- [TASK BRIEF] Rewrite the lines below with every occurrence of "integer pair" swapped for "coordinate pair", keeping everything else unchanged.

Point labeling examples:

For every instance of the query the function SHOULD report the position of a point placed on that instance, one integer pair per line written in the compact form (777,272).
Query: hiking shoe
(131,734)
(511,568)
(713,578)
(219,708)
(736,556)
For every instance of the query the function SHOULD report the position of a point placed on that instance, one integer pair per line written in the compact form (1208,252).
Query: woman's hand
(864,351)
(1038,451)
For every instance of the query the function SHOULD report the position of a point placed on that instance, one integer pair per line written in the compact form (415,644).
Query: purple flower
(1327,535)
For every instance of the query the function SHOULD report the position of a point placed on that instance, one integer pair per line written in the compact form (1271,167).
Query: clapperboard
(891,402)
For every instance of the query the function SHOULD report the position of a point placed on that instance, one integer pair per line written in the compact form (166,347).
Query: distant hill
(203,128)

- [OUTPUT]
For every instance of the query the function SHOULD report the position of a point placed on that instance, one coordinate pair per line written in the compact form (777,272).
Query: hiking shoe
(131,734)
(511,568)
(713,578)
(219,708)
(736,556)
For every instance of the query the function SHOULD report the position of a point placed on that instance, one coordinate pair per line written in the compact form (1208,252).
Query: woman's hand
(864,351)
(1038,451)
For every instance of the query the function SHOULD report the position of a point placed on that instance, one coordinate pair per line written in the compact form (415,644).
Query: purple flower
(1327,535)
For every instance of the query the function SHOULD report the position of a point placed on that instance, one coordinate pair per line written in the compact form (1271,167).
Query: clapperboard
(891,402)
For every instance of the query the function SHOULD report the position of a point placed on that instance, one coordinate pair per line written in the compact form (166,347).
Query: distant hill
(203,128)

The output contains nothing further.